## TASK PROMPT
Which lines in the listing below contain the word "Could"? Copy each of them in full.

## SUPPLIED MATERIAL
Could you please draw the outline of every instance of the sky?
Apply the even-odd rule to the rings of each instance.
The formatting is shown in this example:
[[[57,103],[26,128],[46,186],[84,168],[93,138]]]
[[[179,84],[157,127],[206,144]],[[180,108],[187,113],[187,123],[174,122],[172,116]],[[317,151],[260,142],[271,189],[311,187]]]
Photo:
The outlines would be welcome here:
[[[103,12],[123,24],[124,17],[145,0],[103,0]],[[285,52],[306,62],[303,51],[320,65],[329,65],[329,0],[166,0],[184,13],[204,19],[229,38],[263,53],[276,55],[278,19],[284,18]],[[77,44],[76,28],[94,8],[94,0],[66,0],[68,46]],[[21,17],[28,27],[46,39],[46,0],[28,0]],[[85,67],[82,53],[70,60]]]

==

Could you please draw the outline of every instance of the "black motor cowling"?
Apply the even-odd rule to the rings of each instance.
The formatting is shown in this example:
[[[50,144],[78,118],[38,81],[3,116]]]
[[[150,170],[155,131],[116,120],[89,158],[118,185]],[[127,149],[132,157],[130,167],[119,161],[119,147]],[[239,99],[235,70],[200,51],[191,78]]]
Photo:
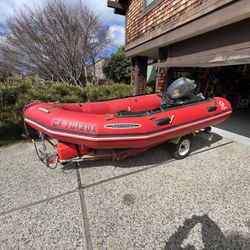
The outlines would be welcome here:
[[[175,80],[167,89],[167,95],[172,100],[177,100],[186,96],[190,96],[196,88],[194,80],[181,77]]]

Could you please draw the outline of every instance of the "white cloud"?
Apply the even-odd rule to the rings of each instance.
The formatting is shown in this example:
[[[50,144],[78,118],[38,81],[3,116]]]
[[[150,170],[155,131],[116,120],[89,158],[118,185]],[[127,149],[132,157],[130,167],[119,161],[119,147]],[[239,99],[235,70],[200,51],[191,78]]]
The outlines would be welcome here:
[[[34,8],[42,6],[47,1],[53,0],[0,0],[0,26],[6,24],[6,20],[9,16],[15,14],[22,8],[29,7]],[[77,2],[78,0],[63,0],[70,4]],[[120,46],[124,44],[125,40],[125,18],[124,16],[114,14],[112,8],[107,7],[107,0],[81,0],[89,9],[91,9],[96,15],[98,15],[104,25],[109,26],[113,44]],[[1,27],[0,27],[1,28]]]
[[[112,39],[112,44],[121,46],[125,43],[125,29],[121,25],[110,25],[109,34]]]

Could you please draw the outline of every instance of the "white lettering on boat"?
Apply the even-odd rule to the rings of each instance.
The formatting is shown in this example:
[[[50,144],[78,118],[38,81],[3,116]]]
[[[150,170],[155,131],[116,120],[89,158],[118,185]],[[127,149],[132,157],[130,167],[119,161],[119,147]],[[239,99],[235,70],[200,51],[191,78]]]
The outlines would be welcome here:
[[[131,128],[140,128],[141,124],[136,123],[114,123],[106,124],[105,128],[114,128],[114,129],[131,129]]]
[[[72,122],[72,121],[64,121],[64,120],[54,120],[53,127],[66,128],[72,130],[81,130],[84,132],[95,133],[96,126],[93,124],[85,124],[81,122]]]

...

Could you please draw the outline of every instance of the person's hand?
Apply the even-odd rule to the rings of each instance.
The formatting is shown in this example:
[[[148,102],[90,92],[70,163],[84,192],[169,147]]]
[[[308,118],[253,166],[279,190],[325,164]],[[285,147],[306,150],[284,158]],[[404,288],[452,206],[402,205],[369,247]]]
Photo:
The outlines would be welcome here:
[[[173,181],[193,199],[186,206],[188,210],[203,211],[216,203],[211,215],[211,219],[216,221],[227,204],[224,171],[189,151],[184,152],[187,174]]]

## FINISHED TASK
Could you please draw the outline of every instance of the sky?
Could you please draw the outline of every instance of the "black motor cowling"?
Could you please draw the outline of every instance of the "white cloud"?
Could you please draw the outline of every instance of the "white lettering on boat"?
Could you please draw the outline of every instance of the person's hand?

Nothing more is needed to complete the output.